__Record excerpts__
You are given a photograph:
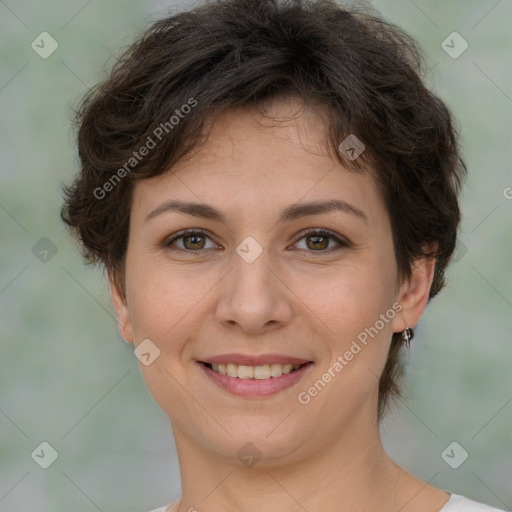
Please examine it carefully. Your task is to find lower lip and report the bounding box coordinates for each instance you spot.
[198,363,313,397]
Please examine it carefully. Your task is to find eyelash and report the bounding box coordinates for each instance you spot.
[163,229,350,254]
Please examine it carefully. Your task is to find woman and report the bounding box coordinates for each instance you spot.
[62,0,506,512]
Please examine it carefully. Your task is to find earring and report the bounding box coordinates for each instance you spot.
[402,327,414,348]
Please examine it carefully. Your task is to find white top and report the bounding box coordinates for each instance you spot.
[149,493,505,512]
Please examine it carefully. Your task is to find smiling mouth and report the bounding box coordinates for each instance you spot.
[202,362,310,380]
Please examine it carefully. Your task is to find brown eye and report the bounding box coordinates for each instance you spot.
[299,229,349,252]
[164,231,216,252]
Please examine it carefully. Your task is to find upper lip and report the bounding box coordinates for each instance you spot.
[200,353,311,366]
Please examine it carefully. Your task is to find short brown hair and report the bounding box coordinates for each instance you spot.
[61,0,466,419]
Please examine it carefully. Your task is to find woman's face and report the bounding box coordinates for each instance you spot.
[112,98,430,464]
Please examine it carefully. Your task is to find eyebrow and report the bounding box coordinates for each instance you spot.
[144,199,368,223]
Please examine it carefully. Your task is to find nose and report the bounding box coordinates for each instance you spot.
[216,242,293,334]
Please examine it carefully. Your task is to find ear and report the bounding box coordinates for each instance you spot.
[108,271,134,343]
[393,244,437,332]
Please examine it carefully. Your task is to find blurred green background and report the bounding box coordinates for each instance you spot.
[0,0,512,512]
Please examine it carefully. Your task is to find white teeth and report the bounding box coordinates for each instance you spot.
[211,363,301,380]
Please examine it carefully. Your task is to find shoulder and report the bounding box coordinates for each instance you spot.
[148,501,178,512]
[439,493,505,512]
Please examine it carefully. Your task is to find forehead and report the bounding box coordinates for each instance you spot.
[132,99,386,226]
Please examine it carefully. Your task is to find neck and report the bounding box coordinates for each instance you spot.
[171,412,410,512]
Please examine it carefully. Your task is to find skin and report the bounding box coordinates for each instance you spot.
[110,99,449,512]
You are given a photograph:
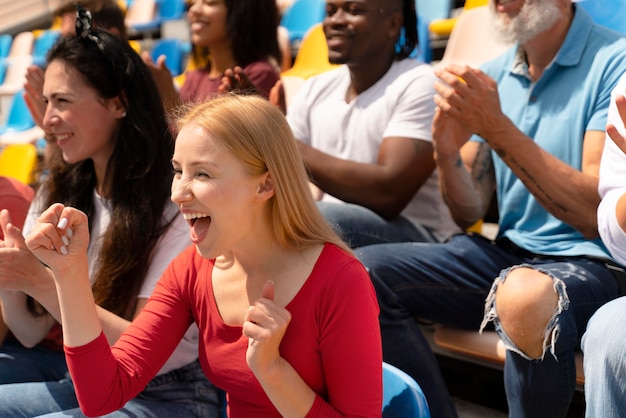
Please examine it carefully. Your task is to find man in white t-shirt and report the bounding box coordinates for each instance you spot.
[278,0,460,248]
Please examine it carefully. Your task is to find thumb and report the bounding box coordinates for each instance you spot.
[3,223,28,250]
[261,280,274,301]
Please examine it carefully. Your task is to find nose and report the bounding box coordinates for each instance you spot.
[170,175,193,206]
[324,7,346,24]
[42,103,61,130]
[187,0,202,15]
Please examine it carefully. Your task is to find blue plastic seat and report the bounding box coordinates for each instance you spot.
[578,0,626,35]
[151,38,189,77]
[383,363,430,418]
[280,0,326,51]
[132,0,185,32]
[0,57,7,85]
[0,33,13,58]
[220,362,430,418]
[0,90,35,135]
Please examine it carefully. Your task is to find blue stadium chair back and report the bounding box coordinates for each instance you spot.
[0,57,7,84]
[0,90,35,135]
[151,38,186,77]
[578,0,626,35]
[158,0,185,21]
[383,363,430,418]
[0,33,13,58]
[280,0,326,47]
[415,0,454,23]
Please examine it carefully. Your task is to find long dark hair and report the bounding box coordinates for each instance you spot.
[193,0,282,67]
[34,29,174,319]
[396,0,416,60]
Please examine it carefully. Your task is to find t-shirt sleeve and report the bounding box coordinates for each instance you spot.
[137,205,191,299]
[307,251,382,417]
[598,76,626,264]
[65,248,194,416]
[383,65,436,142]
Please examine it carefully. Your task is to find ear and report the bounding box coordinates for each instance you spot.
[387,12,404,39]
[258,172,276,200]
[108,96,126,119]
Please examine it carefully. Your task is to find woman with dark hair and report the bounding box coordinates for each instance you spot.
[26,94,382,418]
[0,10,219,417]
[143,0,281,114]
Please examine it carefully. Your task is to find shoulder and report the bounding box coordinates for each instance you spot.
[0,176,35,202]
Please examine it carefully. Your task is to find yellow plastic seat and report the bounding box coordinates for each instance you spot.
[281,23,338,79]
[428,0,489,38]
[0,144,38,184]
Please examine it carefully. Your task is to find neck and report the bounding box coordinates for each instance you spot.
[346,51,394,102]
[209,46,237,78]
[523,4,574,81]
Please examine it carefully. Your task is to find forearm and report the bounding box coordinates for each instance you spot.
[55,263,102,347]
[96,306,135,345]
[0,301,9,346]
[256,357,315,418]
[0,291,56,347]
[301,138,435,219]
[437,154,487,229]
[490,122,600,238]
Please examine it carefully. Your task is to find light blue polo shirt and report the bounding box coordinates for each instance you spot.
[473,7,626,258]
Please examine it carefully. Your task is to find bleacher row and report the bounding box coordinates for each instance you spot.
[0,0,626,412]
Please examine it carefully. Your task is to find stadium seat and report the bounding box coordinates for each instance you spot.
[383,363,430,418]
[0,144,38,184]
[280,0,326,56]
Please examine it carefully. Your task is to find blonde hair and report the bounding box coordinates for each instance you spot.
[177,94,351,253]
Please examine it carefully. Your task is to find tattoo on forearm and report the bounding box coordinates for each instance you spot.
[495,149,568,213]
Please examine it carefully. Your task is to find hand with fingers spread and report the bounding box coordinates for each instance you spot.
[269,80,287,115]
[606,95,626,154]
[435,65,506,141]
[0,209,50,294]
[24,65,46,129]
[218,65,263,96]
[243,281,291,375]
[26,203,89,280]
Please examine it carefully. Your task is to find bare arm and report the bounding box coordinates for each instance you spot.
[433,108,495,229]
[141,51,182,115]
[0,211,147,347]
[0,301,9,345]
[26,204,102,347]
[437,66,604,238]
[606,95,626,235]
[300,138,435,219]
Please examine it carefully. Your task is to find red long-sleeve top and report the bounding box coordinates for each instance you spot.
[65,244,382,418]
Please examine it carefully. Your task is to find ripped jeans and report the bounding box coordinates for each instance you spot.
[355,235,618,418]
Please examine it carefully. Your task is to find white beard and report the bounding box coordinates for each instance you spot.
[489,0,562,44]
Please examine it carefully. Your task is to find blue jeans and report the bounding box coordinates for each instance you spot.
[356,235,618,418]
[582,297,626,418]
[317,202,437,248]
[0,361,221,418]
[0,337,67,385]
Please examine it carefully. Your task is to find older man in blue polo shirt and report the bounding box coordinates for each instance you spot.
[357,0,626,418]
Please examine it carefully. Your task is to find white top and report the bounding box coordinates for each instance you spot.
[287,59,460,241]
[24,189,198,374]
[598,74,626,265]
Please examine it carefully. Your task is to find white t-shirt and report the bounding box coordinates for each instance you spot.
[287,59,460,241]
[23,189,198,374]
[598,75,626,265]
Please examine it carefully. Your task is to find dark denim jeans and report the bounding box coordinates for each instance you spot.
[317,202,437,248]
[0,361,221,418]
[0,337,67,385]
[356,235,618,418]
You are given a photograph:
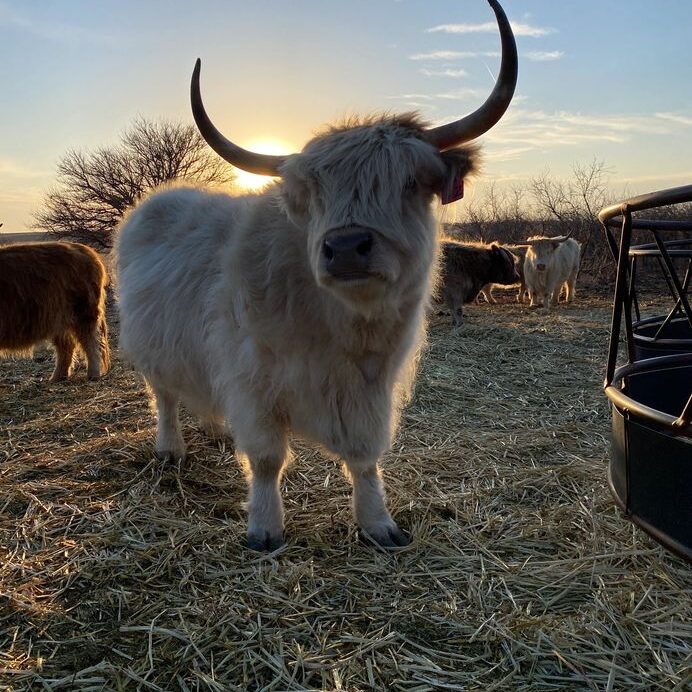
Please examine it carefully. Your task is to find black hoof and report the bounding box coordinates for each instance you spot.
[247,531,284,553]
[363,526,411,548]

--

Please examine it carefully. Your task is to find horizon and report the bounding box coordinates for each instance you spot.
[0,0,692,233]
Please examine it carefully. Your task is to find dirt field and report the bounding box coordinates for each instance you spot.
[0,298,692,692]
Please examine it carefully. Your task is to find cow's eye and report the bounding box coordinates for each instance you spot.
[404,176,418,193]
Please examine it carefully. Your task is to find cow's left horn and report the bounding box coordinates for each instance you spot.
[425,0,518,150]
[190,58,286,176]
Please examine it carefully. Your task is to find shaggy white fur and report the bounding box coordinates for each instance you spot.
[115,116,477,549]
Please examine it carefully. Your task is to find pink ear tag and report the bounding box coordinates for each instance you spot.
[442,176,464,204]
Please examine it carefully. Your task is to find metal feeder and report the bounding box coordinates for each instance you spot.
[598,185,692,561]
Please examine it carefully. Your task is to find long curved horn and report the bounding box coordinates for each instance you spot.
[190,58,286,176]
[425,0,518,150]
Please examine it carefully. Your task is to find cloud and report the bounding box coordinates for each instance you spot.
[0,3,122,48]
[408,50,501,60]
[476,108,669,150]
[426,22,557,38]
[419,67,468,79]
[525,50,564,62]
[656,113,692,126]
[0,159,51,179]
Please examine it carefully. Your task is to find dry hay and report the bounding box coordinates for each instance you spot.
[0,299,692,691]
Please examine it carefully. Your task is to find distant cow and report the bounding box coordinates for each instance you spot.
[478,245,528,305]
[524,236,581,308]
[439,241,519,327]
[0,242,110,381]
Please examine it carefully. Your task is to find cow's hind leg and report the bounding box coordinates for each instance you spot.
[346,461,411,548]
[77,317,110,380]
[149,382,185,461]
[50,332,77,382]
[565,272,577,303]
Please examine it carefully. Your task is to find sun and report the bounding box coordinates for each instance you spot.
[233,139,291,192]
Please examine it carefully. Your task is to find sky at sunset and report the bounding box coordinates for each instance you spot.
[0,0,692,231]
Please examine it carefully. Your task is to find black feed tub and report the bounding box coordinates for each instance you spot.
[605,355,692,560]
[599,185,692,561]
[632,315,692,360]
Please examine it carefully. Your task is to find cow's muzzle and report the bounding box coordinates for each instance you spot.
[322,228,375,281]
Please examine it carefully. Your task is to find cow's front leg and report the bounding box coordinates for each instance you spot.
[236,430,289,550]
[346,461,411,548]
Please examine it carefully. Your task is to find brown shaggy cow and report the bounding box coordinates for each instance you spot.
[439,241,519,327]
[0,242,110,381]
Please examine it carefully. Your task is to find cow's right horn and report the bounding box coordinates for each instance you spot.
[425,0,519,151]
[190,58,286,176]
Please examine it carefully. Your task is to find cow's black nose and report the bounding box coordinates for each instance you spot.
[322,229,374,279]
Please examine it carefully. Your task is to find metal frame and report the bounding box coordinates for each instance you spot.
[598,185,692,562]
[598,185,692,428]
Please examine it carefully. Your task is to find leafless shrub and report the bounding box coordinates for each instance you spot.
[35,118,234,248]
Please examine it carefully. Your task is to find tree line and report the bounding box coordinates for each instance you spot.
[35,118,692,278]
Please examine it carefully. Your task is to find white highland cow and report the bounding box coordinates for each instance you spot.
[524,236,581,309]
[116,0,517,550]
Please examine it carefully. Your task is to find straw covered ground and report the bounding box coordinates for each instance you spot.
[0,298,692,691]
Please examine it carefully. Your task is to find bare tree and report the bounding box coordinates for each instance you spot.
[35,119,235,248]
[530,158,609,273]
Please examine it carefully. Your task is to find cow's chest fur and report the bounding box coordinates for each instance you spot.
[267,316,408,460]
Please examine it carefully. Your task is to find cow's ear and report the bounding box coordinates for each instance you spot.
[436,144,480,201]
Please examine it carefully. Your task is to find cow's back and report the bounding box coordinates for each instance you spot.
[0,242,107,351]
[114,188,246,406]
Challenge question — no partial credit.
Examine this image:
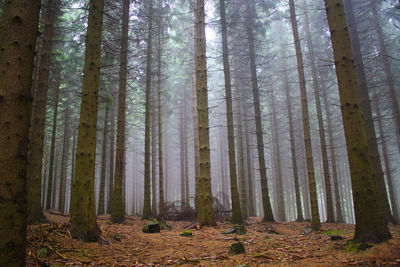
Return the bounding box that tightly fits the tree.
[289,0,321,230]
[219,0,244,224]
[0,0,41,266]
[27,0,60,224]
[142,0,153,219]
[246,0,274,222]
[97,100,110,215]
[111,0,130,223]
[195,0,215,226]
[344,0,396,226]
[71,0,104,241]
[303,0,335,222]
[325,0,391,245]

* * *

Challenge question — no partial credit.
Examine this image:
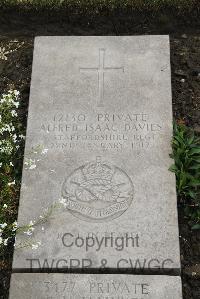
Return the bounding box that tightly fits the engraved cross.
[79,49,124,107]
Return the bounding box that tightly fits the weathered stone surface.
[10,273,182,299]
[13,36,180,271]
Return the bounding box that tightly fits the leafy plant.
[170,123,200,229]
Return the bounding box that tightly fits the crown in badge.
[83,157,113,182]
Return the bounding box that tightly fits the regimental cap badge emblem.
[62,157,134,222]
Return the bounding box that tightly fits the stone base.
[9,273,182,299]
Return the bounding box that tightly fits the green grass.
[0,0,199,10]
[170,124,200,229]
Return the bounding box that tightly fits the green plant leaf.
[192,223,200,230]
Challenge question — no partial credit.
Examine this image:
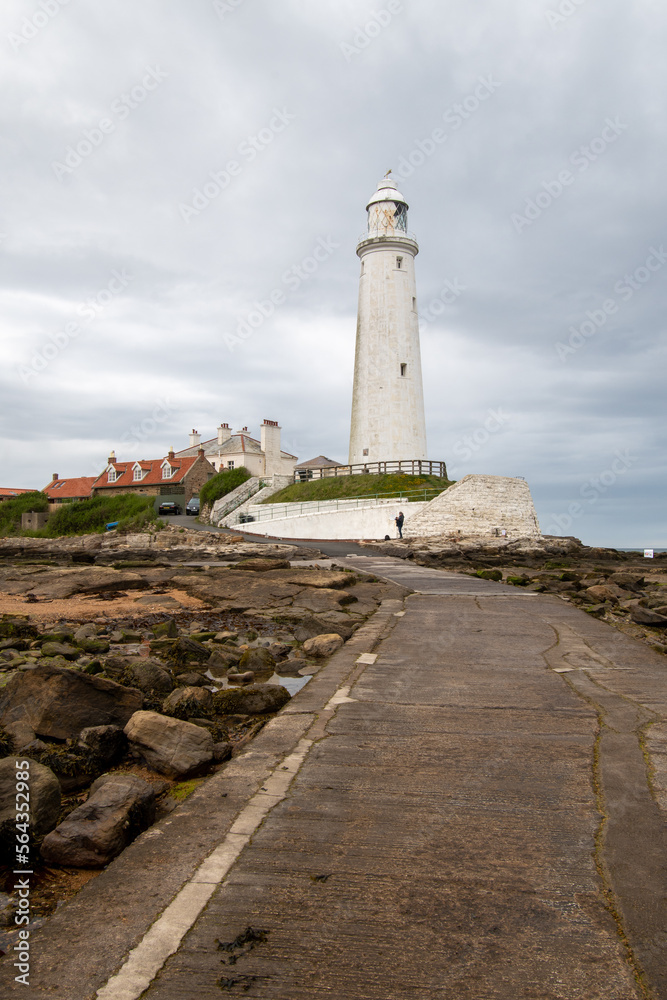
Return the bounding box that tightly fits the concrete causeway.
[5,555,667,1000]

__Directions__
Turn the rows from the line containing "Please examine it carefully. Your task is to find older" through the line containing "[363,526,411,548]", inclusive, into a JSON list of strings, one string per line and no blank lines. Leave the pictures out.

__Response to the exercise__
[
  "Please examine it carefully. Your task is to find older man in blue polo shirt and report the bounding box coordinates for each instance you spot.",
  "[357,0,626,418]",
  "Please examine it carefully. Your task is to find white top and report the bounding box coordinates for each instance you spot.",
  "[287,59,460,241]",
  "[24,189,198,374]",
  "[598,74,626,265]",
  "Please examine it carefully. Your task is to find white t-shirt and report the bounding box coordinates for each instance you spot.",
  "[287,59,460,241]",
  "[23,189,198,374]",
  "[598,75,626,265]",
  "Please examine it carefully. Your task is to find dark denim jeans and report the bounding box coordinates for each instance you spot.",
  "[317,202,437,248]",
  "[0,361,221,418]",
  "[0,337,67,385]",
  "[356,235,618,418]",
  "You are given a photograph:",
  "Please examine it carefully. Your task is to find black hoof and report the bounding box coordinates for each instance you spot.",
  "[247,531,284,553]",
  "[363,526,411,548]"
]